- Instruction -
Reproduce the listing below verbatim, leaving the pictures out of your answer.

* * * * * * * * *

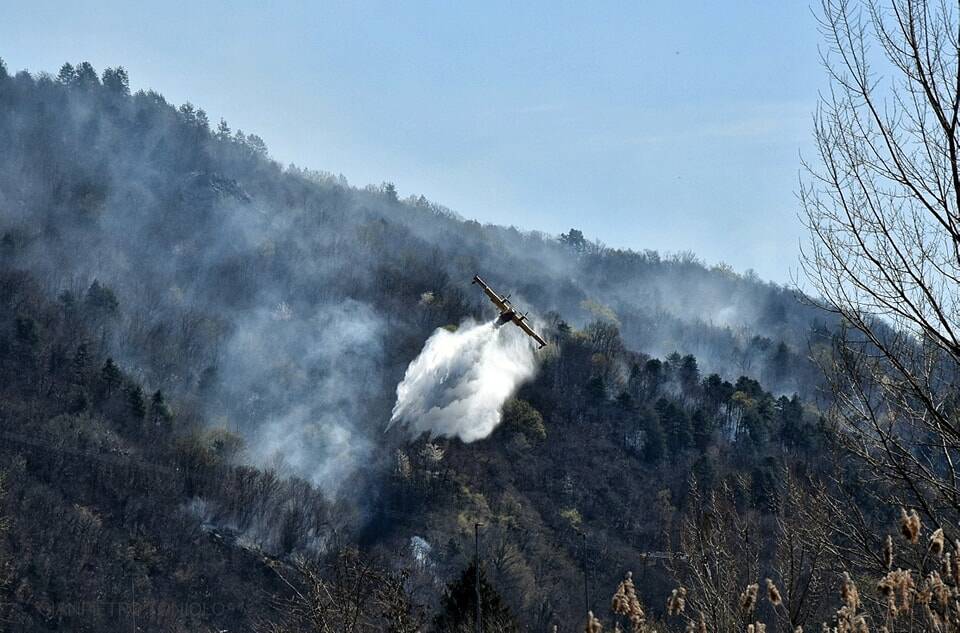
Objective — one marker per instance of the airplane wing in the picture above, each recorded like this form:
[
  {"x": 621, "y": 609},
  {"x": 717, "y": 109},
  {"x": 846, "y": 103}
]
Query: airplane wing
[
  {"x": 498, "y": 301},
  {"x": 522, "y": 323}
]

* * * * * * * * *

- Task result -
Objective — one marker per instance of the airplane wing in the picture above, each recorded like this form:
[
  {"x": 621, "y": 609},
  {"x": 717, "y": 109},
  {"x": 846, "y": 103}
]
Query: airplane wing
[
  {"x": 498, "y": 301},
  {"x": 522, "y": 323}
]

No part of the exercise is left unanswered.